== Input for this task ==
══════
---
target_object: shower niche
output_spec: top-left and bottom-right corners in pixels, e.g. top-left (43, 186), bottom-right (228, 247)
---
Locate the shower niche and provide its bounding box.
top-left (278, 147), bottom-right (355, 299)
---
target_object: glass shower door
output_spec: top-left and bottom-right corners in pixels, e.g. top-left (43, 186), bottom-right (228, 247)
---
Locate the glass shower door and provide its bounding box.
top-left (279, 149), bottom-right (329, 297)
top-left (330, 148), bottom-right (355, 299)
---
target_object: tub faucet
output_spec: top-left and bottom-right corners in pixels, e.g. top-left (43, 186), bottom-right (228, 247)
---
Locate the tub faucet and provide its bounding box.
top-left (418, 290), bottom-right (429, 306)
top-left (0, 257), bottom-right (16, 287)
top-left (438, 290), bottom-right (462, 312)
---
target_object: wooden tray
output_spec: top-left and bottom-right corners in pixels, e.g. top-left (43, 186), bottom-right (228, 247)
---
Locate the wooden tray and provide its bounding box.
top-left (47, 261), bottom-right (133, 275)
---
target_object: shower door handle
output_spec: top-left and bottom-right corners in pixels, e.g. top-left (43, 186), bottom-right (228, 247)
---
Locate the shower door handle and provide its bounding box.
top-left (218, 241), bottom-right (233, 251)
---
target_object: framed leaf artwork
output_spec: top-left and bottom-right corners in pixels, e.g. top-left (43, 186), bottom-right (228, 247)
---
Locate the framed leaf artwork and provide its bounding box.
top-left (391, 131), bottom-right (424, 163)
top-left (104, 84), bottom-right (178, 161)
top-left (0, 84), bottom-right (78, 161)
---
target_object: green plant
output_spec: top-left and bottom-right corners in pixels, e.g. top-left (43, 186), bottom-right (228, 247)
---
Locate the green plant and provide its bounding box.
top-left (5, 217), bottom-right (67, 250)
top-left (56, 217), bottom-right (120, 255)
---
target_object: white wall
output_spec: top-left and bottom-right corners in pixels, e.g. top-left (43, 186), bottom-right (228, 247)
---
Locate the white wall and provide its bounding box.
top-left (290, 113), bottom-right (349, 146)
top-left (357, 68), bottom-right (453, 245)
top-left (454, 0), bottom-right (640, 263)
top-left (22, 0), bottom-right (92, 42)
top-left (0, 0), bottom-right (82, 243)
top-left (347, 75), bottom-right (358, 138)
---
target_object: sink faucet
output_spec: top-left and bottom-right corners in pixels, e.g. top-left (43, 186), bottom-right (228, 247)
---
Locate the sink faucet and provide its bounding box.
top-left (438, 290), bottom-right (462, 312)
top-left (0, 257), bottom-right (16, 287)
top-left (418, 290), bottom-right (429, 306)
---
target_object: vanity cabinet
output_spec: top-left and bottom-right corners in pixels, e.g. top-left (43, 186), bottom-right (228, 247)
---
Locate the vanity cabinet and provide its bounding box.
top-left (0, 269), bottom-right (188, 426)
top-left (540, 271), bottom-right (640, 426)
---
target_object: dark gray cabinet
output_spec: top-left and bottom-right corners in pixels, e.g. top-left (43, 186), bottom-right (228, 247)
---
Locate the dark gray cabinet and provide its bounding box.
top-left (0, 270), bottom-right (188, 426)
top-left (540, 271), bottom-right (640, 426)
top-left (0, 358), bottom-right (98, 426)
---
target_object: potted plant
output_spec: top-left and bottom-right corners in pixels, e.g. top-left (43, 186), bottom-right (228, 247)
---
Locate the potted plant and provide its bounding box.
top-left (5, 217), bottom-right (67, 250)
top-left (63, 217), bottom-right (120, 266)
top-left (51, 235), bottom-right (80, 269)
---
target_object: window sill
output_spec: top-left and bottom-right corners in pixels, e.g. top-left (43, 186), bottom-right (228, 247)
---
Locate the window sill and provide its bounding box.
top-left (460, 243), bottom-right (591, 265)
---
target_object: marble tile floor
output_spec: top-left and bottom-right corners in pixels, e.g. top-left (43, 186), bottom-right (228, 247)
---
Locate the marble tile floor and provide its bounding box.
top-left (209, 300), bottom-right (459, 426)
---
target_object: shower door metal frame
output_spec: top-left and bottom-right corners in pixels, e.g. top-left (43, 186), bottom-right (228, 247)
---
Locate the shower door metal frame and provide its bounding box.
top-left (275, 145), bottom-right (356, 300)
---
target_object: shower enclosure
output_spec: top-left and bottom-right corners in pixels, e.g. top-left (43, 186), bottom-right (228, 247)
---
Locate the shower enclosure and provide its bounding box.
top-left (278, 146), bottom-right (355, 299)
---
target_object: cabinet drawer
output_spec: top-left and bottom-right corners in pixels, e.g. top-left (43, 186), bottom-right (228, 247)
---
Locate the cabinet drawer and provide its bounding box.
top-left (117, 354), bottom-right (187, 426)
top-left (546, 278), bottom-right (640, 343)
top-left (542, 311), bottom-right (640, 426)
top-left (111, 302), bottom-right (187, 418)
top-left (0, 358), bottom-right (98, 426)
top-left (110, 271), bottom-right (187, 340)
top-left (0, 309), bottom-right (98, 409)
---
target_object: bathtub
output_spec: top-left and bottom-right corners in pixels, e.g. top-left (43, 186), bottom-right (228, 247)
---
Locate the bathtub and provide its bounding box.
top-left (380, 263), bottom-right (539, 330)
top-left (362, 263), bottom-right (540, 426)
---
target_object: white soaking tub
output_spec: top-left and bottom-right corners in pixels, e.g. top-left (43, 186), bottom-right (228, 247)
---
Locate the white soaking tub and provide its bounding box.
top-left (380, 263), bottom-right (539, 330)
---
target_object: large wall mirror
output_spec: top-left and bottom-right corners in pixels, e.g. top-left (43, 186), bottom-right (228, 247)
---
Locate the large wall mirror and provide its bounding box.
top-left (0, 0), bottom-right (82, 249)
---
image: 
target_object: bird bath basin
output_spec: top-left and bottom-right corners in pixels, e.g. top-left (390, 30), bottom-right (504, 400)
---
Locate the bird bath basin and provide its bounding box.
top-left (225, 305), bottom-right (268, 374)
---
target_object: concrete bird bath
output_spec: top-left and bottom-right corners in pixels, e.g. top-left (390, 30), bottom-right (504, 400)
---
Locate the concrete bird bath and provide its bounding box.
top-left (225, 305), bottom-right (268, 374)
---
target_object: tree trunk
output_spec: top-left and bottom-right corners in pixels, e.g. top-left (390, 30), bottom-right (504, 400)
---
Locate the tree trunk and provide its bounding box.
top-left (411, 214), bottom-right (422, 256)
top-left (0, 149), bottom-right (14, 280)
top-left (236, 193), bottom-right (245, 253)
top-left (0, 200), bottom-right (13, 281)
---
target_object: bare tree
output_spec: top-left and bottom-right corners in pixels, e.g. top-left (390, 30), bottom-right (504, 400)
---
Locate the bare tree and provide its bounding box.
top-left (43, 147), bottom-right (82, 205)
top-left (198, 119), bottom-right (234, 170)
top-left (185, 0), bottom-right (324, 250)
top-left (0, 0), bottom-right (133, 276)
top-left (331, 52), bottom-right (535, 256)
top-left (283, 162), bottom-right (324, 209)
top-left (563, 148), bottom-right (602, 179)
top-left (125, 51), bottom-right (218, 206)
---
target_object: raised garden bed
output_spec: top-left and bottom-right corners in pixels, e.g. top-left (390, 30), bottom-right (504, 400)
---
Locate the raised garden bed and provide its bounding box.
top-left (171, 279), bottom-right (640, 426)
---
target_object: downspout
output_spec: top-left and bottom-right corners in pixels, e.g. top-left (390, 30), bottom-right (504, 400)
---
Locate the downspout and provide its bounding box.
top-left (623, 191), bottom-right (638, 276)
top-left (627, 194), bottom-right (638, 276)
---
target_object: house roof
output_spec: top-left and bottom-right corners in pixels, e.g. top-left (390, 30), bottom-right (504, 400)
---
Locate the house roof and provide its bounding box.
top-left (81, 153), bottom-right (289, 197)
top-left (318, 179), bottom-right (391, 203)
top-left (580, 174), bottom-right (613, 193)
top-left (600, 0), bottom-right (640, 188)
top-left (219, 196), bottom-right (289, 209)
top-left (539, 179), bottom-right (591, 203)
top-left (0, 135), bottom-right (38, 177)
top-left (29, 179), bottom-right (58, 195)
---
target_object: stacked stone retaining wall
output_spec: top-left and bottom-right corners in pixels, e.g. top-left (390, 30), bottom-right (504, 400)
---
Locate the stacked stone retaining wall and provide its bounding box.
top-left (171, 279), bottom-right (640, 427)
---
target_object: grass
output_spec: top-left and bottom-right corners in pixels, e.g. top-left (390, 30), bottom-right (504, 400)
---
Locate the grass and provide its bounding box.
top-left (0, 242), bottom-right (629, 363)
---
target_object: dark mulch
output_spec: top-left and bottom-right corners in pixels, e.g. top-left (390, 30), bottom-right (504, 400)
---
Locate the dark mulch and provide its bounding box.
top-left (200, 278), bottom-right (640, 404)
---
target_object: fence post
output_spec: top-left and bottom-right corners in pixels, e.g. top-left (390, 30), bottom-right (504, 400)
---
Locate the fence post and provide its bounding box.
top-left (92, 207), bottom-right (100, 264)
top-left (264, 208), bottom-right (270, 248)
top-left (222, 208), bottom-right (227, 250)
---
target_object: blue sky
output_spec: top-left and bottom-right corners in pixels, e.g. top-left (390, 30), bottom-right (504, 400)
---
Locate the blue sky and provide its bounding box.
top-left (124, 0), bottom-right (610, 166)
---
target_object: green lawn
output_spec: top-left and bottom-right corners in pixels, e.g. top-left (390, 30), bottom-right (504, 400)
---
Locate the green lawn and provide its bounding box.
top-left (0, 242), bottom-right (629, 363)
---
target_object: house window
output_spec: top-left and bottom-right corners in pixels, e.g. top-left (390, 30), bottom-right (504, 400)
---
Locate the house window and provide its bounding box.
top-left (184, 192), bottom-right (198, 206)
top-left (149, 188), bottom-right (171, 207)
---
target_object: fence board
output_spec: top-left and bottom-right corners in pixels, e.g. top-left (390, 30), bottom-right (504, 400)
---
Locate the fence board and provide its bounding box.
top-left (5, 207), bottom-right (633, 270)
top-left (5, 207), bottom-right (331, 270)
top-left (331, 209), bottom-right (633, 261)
══════
Rewrite the rows from their first line through the line that contains "top-left (278, 147), bottom-right (355, 299)", including both, with "shower niche" replaced by "wall recess" and nothing else changed. Give only those lines.

== Finished task ==
---
target_object: wall recess
output_spec: top-left and bottom-right corners in pixels, e.g. top-left (43, 186), bottom-right (228, 247)
---
Locate the wall recess and provide its bounding box.
top-left (278, 147), bottom-right (355, 299)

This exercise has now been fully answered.